[AVAILABLE DATA]
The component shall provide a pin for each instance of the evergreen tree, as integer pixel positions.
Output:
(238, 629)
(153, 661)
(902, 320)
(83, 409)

[EXERCISE REQUIREMENTS] Rewrite the data above with "evergreen tree" replaced by "pine tree" and everything else left unchanged.

[FULL SOLUTION]
The component shall provide a pin for each instance of the pine tree, as integer pixel positions.
Output:
(238, 629)
(153, 661)
(902, 320)
(83, 409)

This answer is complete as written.